Copy each of the records below line for line, without changing a single character. Leave the pictures out of your copy.

Data items
<<<<

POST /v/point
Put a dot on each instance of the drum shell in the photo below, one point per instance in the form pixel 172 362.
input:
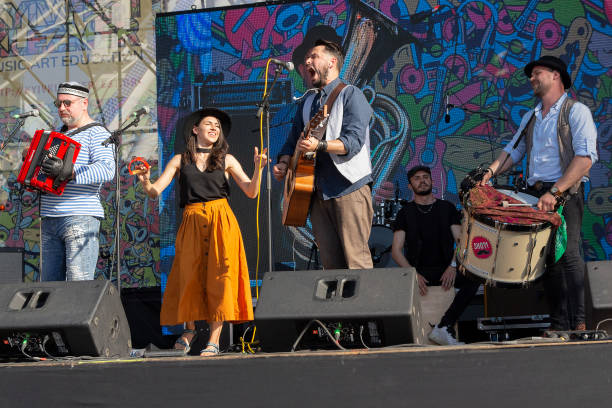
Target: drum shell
pixel 502 254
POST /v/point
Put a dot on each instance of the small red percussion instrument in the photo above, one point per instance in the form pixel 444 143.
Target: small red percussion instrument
pixel 44 144
pixel 135 161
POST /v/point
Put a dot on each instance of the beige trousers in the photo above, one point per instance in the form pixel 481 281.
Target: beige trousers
pixel 341 227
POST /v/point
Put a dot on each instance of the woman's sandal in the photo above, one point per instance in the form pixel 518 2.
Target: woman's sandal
pixel 209 352
pixel 182 341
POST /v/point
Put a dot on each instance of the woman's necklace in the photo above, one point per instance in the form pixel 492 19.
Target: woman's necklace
pixel 429 207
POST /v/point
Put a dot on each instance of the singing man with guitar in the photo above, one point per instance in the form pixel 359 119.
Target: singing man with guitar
pixel 337 144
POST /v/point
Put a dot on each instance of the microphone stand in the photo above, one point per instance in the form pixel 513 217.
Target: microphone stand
pixel 115 139
pixel 264 106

>>>>

# RESULT
POST /v/point
Put a dot on each instance of the drum shell in the photo below, one point per instance in the form pixel 172 362.
input:
Target: drum shell
pixel 502 254
POST /v/point
Put a dot on each instance of the small red percussion instrument in the photo above, one point per instance in the form pixel 444 143.
Target: small red percussion instrument
pixel 44 144
pixel 135 161
POST /v/point
Put a dot on each instance of the beige trousers in the photo above, one point per instance in the form pixel 481 281.
Target: beige trousers
pixel 341 227
POST /v/point
Put a dot on each instance of the woman's sandal in the photo above, one point per instance in the form pixel 518 2.
Target: woman's sandal
pixel 209 352
pixel 182 341
POST /v/point
Put a dot on each instance of the woman's necklace in the photo above, one point per instance in the form pixel 492 19.
Target: woman's necklace
pixel 429 207
POST /v/point
Put a dot on each instance of the singing man with guitar in the photo above, one point per instance in the form pixel 359 119.
Target: singing man with guitar
pixel 337 144
POST /v/point
Put a dot on each instance of the microphone stand in the photo above, one point per instance in the form pixel 513 217.
Target: microphone stand
pixel 115 139
pixel 264 106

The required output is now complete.